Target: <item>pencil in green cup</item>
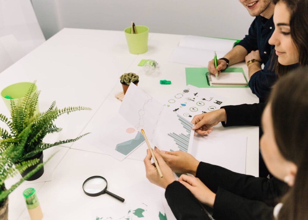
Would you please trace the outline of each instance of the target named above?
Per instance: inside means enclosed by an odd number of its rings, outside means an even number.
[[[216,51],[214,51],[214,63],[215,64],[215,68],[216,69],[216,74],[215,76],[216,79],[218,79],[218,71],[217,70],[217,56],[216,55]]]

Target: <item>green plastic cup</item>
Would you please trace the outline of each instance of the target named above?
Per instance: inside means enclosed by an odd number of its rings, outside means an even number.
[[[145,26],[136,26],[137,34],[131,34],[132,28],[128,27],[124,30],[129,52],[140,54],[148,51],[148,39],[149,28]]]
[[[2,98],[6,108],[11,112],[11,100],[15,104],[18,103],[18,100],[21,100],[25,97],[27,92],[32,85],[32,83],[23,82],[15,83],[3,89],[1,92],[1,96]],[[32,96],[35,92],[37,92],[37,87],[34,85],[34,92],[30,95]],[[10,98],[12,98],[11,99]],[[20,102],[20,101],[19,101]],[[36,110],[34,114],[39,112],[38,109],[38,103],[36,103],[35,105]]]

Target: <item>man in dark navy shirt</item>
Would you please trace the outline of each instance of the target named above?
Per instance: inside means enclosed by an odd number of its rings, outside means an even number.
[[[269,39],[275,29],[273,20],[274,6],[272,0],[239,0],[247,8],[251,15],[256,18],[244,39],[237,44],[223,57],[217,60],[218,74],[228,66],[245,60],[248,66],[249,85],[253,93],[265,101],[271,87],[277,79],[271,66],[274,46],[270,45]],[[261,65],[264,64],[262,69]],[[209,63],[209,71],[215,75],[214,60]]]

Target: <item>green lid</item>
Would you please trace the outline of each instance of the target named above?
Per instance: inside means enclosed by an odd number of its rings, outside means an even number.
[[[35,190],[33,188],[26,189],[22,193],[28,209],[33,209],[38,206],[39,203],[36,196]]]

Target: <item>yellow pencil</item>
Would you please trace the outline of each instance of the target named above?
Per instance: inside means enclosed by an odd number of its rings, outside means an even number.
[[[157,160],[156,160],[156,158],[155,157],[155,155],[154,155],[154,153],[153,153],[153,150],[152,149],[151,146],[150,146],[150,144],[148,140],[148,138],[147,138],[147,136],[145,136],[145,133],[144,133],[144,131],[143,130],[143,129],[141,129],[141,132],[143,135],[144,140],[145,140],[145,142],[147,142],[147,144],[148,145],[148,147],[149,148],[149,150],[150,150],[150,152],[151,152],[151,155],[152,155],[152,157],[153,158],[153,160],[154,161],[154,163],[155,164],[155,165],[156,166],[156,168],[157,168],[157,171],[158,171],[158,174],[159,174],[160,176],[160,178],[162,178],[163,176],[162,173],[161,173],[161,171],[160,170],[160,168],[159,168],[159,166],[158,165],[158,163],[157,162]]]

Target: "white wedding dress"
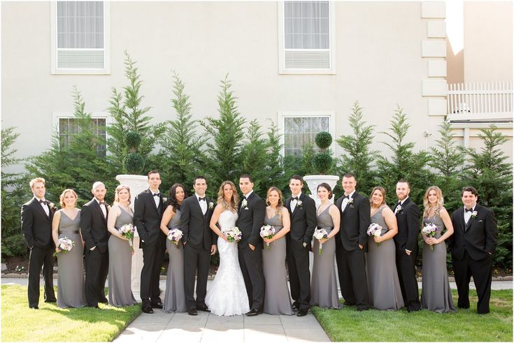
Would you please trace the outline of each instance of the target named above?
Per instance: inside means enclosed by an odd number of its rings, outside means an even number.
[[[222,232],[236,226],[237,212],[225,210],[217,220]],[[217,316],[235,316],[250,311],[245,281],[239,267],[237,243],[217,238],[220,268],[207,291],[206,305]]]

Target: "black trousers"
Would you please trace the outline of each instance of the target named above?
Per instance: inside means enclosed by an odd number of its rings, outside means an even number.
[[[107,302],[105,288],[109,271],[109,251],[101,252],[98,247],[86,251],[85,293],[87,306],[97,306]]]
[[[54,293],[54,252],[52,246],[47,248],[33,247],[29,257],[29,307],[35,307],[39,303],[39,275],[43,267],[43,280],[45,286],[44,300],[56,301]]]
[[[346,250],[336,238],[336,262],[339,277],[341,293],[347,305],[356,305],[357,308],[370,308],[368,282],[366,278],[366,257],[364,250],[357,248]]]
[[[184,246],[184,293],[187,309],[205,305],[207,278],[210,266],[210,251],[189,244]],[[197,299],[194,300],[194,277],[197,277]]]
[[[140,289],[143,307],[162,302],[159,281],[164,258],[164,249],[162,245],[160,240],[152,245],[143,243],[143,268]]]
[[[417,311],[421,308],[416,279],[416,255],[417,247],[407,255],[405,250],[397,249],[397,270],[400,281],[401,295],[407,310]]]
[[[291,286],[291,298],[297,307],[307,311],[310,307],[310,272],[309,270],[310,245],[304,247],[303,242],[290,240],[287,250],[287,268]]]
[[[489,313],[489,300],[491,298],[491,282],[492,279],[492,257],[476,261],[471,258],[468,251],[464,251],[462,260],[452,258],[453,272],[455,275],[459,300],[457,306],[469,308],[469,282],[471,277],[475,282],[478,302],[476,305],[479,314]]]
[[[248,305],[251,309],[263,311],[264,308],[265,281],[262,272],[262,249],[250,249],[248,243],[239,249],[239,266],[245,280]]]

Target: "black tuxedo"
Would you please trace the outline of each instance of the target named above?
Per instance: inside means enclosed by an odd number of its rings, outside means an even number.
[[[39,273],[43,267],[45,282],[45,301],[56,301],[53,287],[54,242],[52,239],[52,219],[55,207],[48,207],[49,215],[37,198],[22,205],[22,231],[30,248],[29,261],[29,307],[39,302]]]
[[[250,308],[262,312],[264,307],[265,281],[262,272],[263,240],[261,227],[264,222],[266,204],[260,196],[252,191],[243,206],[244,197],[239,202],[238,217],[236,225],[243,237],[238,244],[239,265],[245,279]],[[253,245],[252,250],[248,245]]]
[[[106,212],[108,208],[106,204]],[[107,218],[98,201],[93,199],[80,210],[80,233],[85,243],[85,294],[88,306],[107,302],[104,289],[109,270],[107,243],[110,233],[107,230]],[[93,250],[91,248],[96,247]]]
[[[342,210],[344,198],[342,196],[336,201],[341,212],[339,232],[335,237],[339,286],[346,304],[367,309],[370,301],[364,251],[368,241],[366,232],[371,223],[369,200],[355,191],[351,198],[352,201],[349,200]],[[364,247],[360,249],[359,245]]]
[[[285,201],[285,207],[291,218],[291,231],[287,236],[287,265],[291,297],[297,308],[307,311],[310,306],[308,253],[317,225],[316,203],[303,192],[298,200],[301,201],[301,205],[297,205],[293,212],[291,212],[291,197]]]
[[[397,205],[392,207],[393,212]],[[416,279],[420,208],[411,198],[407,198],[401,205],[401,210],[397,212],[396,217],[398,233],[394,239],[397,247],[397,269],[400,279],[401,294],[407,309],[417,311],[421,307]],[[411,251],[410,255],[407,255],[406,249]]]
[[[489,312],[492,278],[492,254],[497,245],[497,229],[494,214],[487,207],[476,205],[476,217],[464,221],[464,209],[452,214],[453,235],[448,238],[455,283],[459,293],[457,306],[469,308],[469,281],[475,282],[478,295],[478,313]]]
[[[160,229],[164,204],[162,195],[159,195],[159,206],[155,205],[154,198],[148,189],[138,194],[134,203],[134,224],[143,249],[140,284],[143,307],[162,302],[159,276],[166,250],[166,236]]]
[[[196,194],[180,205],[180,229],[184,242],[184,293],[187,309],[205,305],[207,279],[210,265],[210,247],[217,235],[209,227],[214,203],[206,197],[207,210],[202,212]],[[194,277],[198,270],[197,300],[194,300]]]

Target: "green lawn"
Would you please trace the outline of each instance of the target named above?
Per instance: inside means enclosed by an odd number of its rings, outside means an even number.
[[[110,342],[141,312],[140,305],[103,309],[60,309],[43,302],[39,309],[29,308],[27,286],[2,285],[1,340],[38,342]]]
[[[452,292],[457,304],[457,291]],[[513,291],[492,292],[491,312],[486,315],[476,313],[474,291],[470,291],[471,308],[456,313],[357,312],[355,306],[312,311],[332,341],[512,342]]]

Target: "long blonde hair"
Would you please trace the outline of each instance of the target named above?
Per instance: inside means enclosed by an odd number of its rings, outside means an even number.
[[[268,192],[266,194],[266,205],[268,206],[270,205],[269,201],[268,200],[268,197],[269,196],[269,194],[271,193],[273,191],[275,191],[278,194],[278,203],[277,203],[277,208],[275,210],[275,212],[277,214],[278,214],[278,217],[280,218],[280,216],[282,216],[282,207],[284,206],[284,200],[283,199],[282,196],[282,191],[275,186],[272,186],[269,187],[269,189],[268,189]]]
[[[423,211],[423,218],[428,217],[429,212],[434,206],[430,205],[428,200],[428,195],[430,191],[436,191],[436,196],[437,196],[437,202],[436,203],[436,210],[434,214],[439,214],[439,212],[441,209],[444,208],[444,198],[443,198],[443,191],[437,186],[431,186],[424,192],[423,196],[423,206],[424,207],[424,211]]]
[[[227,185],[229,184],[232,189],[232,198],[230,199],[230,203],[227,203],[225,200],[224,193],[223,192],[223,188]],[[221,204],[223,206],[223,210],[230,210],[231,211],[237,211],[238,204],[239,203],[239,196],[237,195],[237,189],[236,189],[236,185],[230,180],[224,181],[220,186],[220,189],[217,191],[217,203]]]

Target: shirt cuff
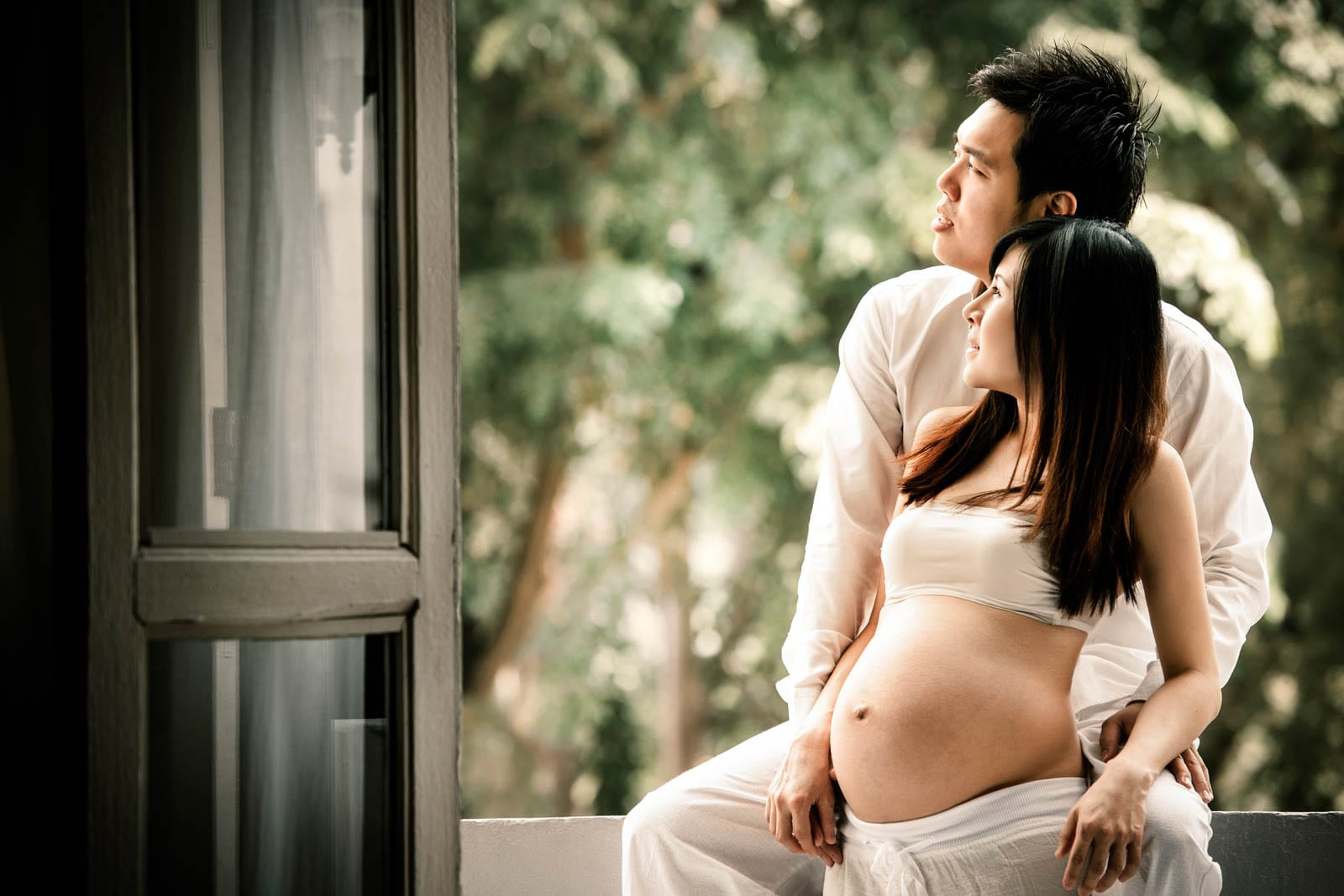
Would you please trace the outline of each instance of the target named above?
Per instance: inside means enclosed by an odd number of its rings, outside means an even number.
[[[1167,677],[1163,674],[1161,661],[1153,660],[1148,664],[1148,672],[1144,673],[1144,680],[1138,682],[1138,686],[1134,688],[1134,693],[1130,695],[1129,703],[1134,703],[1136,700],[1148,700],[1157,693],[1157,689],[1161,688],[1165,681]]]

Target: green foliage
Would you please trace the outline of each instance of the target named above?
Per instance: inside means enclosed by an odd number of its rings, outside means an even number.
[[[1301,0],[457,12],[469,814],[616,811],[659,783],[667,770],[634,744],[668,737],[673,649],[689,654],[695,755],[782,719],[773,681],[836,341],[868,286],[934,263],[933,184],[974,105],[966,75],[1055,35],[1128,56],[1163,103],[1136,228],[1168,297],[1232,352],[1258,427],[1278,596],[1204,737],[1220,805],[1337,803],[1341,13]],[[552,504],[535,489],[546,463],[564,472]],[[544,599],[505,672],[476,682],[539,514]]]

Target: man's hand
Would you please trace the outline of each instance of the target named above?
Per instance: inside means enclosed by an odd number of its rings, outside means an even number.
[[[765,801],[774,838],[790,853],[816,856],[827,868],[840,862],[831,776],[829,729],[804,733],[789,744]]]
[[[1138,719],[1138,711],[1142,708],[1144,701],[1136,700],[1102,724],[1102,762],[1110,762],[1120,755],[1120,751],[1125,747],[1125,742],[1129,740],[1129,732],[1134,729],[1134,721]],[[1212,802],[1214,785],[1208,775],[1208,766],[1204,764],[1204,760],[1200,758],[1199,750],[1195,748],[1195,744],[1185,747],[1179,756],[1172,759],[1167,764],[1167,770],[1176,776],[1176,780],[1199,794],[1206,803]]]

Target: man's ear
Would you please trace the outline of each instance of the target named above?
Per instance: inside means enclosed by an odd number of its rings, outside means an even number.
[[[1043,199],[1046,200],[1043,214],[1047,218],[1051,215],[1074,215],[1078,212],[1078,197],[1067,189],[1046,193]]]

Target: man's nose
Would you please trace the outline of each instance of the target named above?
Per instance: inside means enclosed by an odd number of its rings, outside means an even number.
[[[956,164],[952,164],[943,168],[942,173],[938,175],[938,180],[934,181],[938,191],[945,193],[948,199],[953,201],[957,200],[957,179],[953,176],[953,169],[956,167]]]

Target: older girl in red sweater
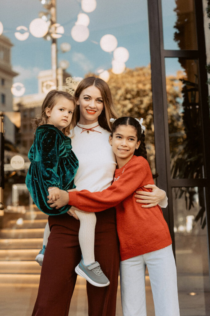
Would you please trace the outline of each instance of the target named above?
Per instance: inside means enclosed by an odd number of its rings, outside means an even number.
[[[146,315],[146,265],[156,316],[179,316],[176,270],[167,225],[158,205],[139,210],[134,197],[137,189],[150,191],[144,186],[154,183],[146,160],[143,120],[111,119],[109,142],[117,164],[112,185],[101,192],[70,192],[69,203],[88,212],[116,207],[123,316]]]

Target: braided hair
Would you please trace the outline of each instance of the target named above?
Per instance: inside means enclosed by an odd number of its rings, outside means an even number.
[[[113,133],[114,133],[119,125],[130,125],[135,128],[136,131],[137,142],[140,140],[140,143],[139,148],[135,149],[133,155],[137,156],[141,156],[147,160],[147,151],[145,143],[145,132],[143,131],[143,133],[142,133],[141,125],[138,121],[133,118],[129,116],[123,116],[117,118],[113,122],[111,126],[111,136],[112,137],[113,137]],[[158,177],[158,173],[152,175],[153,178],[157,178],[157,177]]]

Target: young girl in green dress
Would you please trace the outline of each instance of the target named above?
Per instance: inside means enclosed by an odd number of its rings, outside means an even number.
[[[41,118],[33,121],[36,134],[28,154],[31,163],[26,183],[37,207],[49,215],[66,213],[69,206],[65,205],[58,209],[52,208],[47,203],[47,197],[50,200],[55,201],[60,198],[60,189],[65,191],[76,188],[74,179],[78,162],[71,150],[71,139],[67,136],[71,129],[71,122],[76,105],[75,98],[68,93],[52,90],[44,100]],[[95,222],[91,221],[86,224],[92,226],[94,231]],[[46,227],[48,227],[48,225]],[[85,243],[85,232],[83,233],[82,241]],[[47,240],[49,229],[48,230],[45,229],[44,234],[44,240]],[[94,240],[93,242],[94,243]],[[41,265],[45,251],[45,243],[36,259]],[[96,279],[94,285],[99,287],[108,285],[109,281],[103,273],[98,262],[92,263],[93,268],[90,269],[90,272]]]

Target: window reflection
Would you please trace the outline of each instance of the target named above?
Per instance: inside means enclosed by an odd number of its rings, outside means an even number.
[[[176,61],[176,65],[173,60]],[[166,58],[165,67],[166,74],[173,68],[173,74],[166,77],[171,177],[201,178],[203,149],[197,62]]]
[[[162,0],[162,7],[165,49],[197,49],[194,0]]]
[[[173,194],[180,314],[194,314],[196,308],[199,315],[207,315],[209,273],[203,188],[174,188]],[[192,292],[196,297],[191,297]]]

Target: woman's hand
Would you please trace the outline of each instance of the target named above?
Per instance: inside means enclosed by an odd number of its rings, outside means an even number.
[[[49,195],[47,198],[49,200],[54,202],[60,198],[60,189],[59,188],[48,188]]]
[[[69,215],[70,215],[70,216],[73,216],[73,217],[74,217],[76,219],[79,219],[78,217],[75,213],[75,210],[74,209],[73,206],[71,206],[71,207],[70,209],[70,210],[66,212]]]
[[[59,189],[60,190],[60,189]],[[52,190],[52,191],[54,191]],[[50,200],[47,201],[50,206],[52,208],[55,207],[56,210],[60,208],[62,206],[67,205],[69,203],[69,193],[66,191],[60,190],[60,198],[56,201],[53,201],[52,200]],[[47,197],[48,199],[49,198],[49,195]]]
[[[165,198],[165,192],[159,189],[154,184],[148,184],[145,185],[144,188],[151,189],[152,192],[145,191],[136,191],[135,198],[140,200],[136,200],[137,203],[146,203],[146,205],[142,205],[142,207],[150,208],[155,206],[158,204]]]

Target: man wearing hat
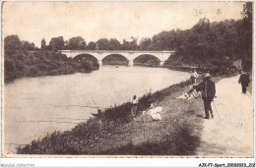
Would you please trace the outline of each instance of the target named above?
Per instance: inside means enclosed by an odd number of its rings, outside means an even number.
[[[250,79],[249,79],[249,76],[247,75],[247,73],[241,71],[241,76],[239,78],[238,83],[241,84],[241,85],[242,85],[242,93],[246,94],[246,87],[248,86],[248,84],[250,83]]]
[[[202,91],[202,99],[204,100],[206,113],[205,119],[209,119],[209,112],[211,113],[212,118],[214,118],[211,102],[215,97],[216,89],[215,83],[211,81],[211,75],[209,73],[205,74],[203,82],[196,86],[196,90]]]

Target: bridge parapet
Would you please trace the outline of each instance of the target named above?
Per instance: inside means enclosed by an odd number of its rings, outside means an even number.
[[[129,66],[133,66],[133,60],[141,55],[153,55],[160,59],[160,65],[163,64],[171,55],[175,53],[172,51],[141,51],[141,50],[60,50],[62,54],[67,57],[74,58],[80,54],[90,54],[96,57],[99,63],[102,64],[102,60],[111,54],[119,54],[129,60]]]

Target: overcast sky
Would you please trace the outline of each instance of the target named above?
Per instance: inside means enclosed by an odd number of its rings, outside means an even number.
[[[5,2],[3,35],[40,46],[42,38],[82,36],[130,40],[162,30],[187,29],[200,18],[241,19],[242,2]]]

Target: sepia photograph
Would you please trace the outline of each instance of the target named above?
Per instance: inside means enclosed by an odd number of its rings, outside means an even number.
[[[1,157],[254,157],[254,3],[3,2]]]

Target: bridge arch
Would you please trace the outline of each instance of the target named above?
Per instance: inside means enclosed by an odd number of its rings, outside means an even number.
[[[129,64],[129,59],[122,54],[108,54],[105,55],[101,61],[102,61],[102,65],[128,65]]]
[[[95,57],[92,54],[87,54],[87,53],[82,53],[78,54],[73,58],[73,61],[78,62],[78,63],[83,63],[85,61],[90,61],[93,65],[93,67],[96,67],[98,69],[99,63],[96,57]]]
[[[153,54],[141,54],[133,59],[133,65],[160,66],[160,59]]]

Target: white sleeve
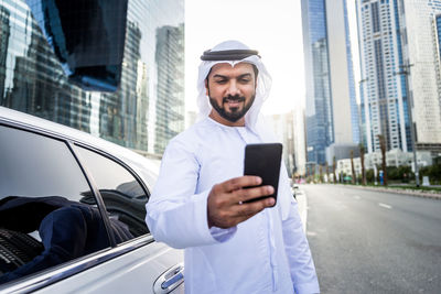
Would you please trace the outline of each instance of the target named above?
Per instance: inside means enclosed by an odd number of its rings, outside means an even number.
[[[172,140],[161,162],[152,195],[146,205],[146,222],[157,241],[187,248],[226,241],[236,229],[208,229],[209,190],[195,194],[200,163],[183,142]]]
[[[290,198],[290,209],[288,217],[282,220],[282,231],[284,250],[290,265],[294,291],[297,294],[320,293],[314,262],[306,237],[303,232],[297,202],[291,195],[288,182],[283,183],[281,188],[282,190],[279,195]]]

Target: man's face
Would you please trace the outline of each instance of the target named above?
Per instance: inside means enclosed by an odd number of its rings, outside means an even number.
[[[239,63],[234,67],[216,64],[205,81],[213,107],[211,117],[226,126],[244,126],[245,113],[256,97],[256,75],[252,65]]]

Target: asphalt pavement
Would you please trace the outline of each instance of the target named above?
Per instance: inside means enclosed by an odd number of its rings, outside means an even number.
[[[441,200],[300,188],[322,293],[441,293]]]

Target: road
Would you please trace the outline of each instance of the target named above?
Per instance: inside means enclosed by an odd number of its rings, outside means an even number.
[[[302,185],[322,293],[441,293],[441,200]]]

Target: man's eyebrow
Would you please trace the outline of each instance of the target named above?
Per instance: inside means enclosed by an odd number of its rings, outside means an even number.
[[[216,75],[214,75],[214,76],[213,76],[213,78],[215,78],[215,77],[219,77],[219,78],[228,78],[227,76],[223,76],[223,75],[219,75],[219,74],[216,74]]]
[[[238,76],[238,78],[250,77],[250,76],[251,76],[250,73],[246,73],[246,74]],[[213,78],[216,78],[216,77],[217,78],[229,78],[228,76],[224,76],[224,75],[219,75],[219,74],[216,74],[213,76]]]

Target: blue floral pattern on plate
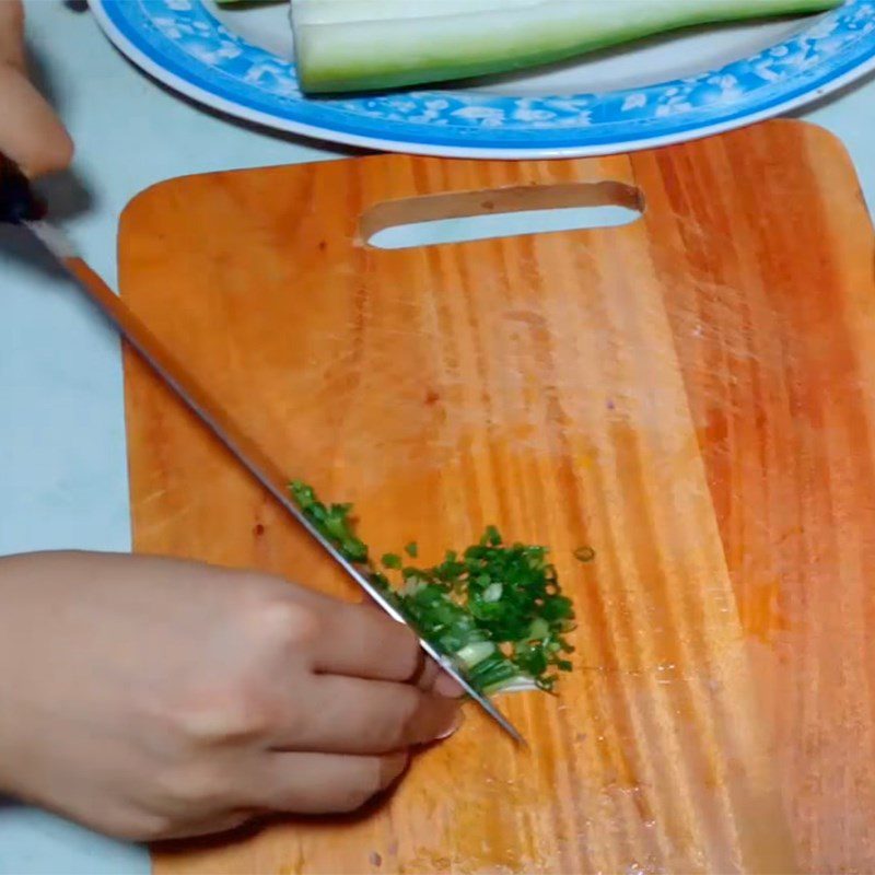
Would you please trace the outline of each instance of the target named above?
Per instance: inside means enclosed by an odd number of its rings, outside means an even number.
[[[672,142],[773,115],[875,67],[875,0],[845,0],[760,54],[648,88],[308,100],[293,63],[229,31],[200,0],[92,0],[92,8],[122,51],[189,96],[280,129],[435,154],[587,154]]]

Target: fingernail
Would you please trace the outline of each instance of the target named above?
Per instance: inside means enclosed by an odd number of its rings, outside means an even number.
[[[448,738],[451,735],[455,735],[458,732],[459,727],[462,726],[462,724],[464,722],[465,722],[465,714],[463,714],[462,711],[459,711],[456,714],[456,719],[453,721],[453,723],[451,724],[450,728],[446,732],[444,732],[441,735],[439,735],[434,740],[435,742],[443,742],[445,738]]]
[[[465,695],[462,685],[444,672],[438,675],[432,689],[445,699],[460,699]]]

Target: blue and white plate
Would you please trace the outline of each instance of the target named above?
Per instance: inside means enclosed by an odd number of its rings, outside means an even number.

_Objective_
Go back to the data above and please quote exactly, and only, the lines from the line with "Target: fingernail" through its last line.

_Solution to this problem_
Target: fingernail
Would you please trace the outline of each instance of the target named above?
Per instance: inside means enclosed by an odd number of its rings, outside means an even number.
[[[448,738],[451,735],[455,735],[458,732],[459,727],[462,726],[462,724],[464,722],[465,722],[465,714],[463,714],[462,711],[459,711],[456,714],[456,719],[453,721],[453,723],[451,724],[450,728],[446,732],[444,732],[441,735],[439,735],[434,740],[435,742],[443,742],[445,738]]]
[[[465,695],[462,685],[444,672],[438,675],[432,689],[445,699],[460,699]]]

Target: blue and white plate
Would you please trace the outline of each instance of the target named above?
Per instance: inside means enclosed by an odd number of its rings, outside means an even number.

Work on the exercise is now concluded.